## Short problem
Return each line below that contains the string "foliage", copying those lines in full. Matching is case-sensitive.
** Start of Records for this exercise **
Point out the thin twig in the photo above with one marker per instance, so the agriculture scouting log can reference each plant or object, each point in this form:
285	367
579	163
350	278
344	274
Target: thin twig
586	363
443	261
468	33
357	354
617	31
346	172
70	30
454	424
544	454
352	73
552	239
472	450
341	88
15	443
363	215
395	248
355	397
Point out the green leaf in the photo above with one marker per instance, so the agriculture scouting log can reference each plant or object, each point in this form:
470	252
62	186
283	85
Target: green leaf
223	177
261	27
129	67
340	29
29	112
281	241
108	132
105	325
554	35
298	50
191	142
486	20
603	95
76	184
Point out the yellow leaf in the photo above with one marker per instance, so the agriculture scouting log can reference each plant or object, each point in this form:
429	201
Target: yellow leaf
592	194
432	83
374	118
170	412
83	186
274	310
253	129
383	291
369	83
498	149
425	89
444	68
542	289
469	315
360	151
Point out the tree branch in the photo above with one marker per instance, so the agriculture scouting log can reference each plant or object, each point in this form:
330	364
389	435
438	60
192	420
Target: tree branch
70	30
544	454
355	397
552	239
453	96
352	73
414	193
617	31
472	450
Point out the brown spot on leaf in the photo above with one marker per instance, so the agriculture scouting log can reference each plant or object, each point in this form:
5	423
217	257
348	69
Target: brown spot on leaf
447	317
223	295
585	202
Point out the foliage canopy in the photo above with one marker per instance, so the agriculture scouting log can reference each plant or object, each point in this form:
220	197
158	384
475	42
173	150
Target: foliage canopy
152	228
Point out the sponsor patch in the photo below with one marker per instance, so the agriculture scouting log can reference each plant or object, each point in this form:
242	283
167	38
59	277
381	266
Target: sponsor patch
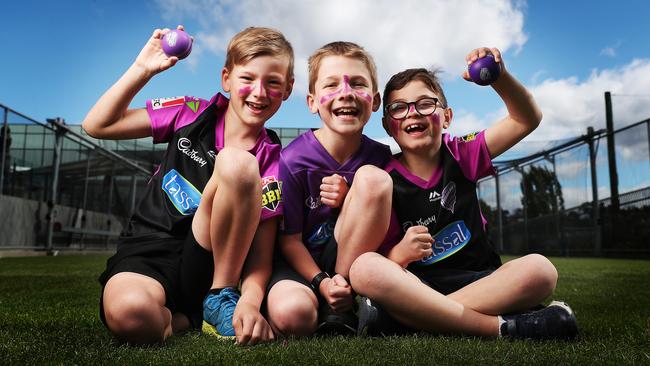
** End of Records for this exercise **
## Finished answer
Point out the foliage canopy in the photo above with one marker per instance, so the agriculture scouting log can reference each plant or object, each point in this form:
Target: foliage canopy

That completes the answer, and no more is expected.